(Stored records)
begin

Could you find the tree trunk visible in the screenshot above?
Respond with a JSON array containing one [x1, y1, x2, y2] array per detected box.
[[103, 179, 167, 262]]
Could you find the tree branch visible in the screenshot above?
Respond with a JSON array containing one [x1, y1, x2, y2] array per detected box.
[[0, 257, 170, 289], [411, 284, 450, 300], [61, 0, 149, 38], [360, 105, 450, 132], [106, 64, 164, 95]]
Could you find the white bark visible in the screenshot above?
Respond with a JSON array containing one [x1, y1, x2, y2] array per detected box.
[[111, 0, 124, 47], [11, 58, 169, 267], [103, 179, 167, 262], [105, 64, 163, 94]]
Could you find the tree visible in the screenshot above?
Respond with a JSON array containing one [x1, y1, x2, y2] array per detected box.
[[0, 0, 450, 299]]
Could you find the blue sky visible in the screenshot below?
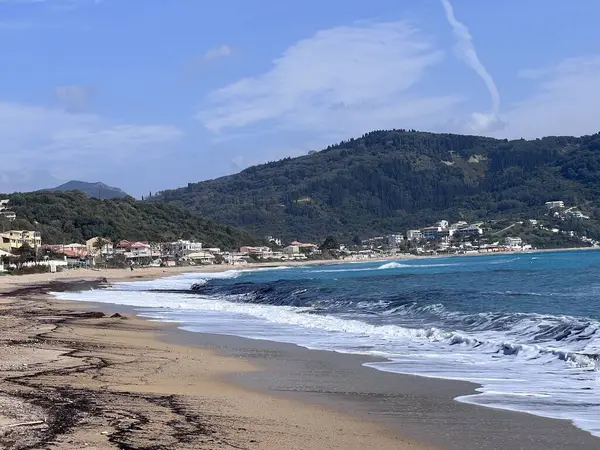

end

§ **TASK STATEMENT**:
Rewrite the records above with every "screenshot" replaced by "image" and everything else left unchanged. Omit the picture.

§ **EXPECTED ANSWER**:
Could you find the tree trunk visible in the image above?
Respond with a JSON array containing one [x1, y1, x2, y2] array per detected box.
[[103, 179, 167, 262]]
Could you find the tree branch visible in the image above?
Respond with a JSON array containing one [x1, y1, x2, y2] array per detected box.
[[0, 257, 170, 289], [411, 284, 450, 300], [61, 0, 149, 38], [360, 105, 450, 132], [106, 64, 164, 95]]
Could you find the white bark visible in the image above?
Respond with a JSON array containing one [x1, y1, x2, y2] array per detected box.
[[111, 0, 124, 47], [11, 58, 169, 267], [103, 179, 167, 262], [105, 64, 163, 94]]
Could you find the tree visible in the image above?
Respond with a JSON array containing one [x1, y1, x2, y2] array per detected box.
[[0, 0, 450, 299]]
Could you find the blue sky visible in the image below?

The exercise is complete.